*Work to complete*: Can you output, character for character, the rows running from the line with "Draw the outline of every instance of the man's ear" to the line with "16], [165, 26]]", including both of those lines and nothing else?

*Region-labeling entries*:

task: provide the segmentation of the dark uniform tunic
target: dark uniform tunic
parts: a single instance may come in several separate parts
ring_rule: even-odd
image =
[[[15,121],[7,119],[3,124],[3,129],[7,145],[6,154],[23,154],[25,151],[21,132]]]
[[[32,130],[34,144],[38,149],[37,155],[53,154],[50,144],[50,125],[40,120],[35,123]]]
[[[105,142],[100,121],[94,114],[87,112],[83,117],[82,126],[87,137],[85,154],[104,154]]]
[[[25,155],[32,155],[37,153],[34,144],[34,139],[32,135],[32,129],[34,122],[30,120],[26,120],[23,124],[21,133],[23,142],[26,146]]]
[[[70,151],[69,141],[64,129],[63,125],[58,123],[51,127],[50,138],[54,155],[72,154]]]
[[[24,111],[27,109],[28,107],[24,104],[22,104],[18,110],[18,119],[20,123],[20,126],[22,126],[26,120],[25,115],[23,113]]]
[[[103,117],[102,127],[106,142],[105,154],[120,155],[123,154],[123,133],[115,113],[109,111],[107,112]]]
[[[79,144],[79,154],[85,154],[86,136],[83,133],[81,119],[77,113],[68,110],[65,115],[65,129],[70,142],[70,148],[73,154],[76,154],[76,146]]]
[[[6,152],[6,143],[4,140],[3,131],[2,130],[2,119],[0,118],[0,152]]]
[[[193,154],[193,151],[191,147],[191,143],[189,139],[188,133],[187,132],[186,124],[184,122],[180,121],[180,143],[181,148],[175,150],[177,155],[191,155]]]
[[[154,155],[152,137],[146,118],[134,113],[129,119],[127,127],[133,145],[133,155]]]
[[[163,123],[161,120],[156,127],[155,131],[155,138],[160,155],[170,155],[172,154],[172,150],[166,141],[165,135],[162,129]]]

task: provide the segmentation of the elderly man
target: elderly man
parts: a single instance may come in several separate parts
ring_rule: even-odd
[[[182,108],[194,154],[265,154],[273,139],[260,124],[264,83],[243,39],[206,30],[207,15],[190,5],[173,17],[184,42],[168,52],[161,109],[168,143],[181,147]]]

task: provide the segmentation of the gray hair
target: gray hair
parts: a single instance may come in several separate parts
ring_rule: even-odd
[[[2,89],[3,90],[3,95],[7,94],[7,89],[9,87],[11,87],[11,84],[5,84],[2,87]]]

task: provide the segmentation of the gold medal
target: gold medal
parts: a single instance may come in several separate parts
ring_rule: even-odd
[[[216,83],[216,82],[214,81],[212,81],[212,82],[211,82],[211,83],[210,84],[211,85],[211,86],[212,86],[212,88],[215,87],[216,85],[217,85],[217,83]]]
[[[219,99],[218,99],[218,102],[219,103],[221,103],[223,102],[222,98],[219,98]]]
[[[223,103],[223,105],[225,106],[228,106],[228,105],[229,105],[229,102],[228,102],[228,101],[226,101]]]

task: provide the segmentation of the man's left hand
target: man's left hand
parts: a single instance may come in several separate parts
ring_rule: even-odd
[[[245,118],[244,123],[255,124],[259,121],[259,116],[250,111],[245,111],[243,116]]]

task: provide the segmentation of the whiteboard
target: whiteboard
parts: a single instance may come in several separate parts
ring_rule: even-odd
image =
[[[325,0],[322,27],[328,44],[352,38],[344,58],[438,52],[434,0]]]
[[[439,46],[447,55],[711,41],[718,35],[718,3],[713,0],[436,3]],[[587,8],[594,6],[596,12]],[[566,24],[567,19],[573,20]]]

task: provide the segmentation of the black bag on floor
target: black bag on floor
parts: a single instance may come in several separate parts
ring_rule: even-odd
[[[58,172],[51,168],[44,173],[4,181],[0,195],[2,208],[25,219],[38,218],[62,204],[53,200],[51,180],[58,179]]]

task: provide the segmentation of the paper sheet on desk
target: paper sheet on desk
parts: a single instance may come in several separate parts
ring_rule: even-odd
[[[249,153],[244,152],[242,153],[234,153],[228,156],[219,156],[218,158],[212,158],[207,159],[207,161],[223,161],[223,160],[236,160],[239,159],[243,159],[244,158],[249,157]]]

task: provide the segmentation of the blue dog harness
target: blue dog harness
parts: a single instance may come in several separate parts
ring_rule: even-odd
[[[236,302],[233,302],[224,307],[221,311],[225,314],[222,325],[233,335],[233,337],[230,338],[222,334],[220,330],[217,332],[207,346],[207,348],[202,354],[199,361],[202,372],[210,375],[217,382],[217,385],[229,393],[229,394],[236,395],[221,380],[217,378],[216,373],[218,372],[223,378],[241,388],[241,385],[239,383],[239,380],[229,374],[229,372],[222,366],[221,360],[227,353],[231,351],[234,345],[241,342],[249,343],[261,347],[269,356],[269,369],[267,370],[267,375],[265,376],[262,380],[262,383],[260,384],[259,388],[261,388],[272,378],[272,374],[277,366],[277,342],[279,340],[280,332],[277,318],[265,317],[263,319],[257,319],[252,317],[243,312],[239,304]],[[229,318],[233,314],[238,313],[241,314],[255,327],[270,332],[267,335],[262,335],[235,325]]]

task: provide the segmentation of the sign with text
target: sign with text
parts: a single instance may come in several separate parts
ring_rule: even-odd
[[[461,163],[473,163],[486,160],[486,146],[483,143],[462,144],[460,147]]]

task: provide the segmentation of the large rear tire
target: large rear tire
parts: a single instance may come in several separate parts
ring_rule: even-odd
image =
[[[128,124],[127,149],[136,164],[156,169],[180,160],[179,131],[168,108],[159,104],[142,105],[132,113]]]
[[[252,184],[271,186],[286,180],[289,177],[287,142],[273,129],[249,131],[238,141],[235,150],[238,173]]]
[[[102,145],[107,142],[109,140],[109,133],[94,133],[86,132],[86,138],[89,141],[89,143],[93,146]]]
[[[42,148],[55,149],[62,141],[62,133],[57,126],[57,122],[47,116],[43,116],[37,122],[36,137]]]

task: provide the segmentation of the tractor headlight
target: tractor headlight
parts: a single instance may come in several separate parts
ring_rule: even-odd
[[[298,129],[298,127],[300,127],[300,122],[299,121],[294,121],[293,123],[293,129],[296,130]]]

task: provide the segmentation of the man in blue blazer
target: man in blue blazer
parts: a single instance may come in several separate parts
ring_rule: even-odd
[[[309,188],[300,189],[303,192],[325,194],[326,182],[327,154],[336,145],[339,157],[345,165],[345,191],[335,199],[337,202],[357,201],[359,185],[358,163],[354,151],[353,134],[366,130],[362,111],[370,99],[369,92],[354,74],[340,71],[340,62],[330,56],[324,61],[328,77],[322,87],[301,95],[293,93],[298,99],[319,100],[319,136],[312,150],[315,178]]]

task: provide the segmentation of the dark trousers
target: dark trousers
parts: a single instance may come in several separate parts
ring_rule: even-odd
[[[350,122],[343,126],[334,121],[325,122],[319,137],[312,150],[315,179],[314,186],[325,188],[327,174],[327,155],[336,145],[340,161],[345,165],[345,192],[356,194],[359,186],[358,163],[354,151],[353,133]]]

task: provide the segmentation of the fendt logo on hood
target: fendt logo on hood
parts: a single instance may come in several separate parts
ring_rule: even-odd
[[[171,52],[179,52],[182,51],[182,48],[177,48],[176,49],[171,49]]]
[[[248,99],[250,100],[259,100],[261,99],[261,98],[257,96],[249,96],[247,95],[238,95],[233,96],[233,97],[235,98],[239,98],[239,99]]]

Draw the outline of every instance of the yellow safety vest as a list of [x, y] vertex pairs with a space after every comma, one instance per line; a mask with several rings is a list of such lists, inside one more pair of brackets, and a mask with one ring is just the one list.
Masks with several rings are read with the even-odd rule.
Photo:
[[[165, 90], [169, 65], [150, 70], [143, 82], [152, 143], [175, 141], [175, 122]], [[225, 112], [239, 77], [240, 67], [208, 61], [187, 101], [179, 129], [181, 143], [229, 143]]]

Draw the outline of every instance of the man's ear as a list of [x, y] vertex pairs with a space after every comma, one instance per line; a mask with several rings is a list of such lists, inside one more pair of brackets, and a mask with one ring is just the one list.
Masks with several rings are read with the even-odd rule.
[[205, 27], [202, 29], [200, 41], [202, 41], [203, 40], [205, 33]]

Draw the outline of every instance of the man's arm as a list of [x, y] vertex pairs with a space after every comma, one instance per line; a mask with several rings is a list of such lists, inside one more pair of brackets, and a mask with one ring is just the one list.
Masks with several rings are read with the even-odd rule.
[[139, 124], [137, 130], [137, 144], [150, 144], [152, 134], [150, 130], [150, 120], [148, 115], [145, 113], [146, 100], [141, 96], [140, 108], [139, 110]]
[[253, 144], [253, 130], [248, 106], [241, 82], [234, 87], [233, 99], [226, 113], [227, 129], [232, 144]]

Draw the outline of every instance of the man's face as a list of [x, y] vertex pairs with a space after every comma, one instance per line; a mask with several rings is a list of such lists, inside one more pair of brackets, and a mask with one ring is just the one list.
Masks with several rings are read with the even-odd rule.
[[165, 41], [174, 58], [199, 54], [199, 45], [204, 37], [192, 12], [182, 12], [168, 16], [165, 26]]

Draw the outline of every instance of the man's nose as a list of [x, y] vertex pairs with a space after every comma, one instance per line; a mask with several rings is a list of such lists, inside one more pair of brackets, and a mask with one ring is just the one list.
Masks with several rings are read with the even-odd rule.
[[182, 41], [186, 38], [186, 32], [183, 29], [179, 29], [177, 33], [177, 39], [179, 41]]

*Task answer*:
Draw the outline of every instance of the man's ear as a list of [x, y] vertex pairs with a space after every comma, one instance per line; a mask with several rings is a list of such lists, inside one more pair of brackets, and a mask with one ring is just the one list.
Masks with several rings are read with the even-odd rule.
[[205, 27], [202, 29], [200, 41], [202, 41], [203, 40], [205, 33]]

Draw the outline of every instance of the man's arm as a list of [x, y] vertex pairs with a space after every comma, one instance per line; a mask with several rings is a list of such lists, inside one more pair of brackets, and a mask with one ring is just the one list.
Masks with several rings are read with the even-odd rule.
[[139, 124], [137, 130], [137, 144], [150, 144], [152, 134], [150, 130], [150, 120], [148, 115], [145, 113], [146, 100], [141, 96], [140, 108], [139, 110]]
[[253, 144], [253, 130], [248, 106], [241, 82], [234, 87], [233, 99], [226, 113], [227, 129], [232, 144]]

Draw the outline of every instance of the man's face as a list of [x, y] vertex pairs with a space after every comma, one instance per line; a mask with several rings is a list of such lists, inside one more pair of brackets, and a mask with one ring is just the one list.
Masks with several rings are read with the even-odd rule.
[[165, 41], [174, 58], [199, 54], [199, 45], [204, 37], [192, 12], [182, 12], [168, 16], [165, 26]]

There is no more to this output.